### WORK REQUIRED
Gather every line of the entries below that contains the string "sand", where case counts.
***
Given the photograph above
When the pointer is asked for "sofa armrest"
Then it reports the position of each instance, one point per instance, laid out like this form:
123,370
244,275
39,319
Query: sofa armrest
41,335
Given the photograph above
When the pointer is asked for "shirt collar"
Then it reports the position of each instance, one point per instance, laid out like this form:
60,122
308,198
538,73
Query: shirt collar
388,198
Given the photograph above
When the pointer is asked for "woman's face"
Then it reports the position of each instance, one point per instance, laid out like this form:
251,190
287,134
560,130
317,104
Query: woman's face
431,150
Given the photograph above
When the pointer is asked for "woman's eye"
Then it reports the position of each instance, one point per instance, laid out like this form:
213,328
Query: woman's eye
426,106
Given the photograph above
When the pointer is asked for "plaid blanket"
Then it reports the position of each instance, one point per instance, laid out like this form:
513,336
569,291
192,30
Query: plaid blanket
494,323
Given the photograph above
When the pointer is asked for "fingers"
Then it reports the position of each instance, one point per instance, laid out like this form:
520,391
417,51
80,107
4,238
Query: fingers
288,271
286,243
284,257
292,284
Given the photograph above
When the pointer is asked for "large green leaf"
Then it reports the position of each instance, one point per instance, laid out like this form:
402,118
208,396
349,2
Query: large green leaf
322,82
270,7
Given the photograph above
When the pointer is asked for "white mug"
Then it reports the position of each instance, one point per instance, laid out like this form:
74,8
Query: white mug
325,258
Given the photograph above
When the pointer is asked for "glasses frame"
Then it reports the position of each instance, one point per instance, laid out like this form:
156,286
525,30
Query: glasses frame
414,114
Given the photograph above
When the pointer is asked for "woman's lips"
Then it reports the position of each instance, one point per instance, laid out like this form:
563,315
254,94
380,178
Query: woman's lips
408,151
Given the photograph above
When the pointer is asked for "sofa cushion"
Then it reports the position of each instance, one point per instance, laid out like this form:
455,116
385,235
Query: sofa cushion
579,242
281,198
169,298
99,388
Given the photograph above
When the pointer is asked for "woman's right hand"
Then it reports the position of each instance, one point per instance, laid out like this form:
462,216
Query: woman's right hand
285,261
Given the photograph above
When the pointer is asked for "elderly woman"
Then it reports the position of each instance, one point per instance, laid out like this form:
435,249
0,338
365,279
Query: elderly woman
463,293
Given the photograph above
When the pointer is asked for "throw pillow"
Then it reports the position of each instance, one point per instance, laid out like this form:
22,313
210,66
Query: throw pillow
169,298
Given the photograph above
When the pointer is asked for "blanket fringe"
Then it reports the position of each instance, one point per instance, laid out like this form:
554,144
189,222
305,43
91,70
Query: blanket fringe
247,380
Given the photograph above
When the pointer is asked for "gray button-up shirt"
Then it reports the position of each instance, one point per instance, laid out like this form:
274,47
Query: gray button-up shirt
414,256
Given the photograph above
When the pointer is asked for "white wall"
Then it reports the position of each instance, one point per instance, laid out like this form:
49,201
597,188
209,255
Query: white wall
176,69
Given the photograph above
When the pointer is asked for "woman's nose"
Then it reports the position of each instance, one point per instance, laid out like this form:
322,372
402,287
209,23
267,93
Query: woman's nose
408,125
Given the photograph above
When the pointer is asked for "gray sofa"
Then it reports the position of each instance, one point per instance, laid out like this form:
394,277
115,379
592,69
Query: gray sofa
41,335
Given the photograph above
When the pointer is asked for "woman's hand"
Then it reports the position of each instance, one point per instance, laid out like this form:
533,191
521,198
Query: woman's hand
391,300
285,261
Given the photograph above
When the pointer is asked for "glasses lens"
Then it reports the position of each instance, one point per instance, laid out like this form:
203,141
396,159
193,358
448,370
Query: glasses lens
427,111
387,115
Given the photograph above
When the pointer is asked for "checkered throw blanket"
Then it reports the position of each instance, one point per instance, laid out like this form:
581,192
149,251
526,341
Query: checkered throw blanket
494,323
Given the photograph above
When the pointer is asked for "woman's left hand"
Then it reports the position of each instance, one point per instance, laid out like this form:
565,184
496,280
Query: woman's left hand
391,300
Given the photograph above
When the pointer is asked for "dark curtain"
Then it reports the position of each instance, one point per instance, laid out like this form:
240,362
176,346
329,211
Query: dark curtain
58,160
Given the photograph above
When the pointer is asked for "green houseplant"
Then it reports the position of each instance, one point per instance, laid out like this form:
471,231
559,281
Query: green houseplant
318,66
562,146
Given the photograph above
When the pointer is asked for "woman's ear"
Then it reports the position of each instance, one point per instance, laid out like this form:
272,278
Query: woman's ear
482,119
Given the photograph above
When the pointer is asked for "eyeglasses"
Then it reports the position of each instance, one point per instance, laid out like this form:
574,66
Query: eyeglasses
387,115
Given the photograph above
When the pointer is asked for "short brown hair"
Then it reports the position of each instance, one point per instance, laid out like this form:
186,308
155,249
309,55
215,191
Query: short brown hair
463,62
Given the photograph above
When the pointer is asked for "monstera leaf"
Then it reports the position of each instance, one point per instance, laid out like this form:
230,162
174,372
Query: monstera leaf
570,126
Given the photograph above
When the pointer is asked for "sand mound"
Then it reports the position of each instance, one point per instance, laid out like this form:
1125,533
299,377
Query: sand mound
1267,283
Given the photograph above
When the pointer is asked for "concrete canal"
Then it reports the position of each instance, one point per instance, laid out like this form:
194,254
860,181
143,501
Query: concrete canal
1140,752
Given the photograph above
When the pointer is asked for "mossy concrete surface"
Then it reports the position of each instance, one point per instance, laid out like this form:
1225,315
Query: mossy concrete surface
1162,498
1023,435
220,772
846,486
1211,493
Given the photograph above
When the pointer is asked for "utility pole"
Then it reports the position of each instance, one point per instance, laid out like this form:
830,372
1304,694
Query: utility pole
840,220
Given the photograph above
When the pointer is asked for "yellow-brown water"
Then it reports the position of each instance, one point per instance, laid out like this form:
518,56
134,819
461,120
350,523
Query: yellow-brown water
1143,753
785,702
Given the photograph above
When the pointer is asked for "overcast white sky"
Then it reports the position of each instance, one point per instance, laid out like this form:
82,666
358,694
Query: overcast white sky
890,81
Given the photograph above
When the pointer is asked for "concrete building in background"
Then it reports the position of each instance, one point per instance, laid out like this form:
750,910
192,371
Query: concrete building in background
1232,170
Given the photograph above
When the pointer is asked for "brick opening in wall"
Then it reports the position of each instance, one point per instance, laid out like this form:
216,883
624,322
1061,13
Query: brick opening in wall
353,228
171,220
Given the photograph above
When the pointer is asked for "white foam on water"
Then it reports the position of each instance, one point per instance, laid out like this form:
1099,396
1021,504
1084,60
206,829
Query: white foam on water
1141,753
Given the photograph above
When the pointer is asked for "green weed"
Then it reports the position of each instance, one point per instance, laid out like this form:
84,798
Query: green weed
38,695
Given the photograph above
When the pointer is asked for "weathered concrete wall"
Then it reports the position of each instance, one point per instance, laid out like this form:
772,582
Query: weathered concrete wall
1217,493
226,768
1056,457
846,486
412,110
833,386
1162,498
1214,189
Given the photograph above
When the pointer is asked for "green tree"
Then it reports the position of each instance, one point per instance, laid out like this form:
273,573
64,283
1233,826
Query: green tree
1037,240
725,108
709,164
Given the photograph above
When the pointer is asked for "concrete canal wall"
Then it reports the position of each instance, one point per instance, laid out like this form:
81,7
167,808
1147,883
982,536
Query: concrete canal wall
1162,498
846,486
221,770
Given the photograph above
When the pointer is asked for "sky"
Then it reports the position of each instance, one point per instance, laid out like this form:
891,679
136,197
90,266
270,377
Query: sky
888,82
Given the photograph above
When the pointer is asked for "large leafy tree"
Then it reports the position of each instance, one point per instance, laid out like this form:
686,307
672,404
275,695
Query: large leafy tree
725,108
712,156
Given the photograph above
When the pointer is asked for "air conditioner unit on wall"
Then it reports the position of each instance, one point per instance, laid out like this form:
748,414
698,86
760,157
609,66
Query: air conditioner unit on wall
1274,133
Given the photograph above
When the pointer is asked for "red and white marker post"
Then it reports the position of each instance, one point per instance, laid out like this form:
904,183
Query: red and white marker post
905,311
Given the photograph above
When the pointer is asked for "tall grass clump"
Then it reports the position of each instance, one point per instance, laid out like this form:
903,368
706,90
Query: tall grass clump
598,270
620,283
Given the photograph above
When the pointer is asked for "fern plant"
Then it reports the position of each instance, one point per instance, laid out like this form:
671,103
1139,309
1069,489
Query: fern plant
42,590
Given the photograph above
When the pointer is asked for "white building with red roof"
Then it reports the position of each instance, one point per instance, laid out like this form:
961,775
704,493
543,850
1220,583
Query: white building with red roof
***
### WORKED SOLUTION
When the pointer is asked for "sand mound"
Query: sand mound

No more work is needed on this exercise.